### Description of the task
Below is a block of entries; repeat exactly the lines starting at the line that contains "the white cloud" and ending at the line that contains "If it's not too much trouble, could you box the thin", both included.

### Material shown

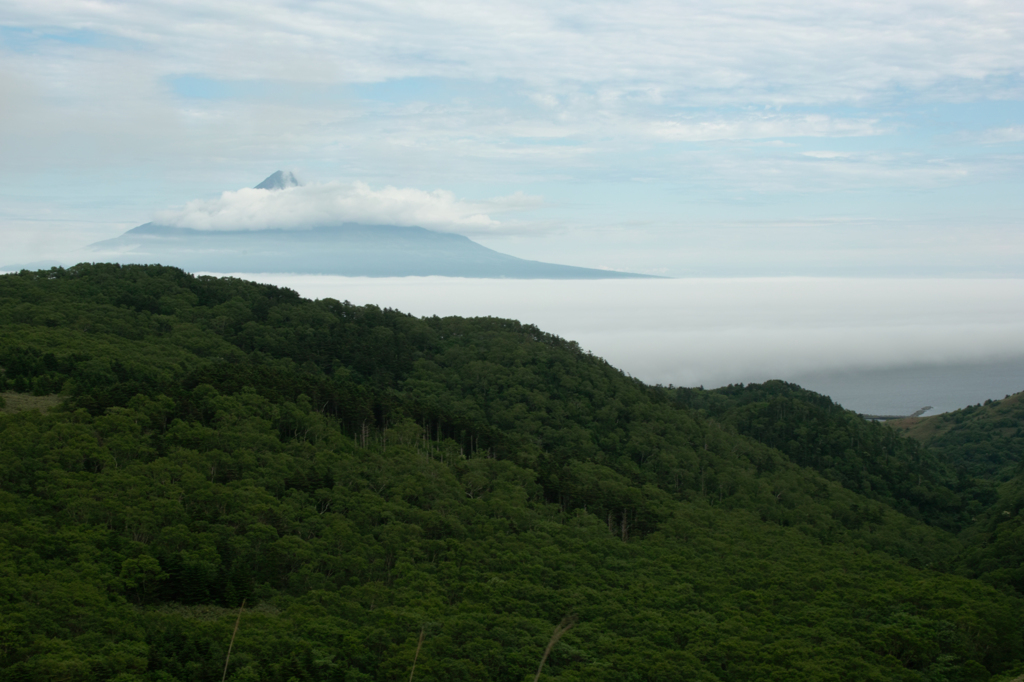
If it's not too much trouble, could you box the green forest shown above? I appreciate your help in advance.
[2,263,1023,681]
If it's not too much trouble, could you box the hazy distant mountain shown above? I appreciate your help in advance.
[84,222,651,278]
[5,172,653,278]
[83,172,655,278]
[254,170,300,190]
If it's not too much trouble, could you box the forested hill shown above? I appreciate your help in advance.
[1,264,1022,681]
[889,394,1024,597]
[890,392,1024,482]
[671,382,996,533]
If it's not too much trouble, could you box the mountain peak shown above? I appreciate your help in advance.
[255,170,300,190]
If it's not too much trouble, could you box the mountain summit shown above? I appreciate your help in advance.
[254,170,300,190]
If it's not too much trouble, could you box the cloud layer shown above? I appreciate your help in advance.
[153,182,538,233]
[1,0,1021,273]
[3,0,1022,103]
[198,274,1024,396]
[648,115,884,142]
---
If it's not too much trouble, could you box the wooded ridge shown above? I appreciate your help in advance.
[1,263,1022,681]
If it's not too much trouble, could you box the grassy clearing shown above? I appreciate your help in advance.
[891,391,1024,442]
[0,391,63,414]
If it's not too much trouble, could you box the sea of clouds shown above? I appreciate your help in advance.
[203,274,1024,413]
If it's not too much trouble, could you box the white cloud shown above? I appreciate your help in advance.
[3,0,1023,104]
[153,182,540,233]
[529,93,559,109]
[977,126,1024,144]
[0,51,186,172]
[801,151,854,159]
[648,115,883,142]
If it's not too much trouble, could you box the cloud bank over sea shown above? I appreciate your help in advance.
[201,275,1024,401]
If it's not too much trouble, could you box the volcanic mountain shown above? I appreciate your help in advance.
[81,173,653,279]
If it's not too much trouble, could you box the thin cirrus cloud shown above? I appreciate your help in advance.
...
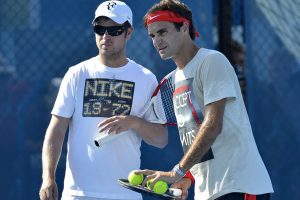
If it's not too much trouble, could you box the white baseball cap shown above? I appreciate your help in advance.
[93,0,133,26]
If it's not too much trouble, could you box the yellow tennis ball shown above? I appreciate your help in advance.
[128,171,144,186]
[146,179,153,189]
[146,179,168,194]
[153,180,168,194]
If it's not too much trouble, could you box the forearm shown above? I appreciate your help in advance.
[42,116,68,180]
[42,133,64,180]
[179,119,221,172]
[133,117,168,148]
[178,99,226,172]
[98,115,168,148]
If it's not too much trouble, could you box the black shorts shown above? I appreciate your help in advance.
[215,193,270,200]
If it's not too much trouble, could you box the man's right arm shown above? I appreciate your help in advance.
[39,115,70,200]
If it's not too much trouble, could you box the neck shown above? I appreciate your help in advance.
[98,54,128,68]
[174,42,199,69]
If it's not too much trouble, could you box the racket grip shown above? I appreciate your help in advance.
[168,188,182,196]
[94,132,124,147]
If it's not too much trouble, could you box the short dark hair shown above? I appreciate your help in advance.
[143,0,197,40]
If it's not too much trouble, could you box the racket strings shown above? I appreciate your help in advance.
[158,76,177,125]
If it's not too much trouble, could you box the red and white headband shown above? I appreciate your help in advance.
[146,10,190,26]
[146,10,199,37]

### Answer for this exercise
If it's not too much trouble, could you box the white cloud shown above? I appreciate your help in advance.
[3,0,1023,104]
[153,182,540,233]
[529,93,559,109]
[977,126,1024,144]
[0,51,186,172]
[801,151,854,159]
[648,115,883,142]
If it's not too much trouble, could you box the cloud bank over sea shown above? I appreciate your help in advance.
[201,275,1024,401]
If it's not too much trouble, could you box the volcanic mountain shown above? I appreciate your help in advance.
[81,173,653,279]
If it's not too much trouble, could you box the thin cirrus cloud shown above? I appreciate your help in advance.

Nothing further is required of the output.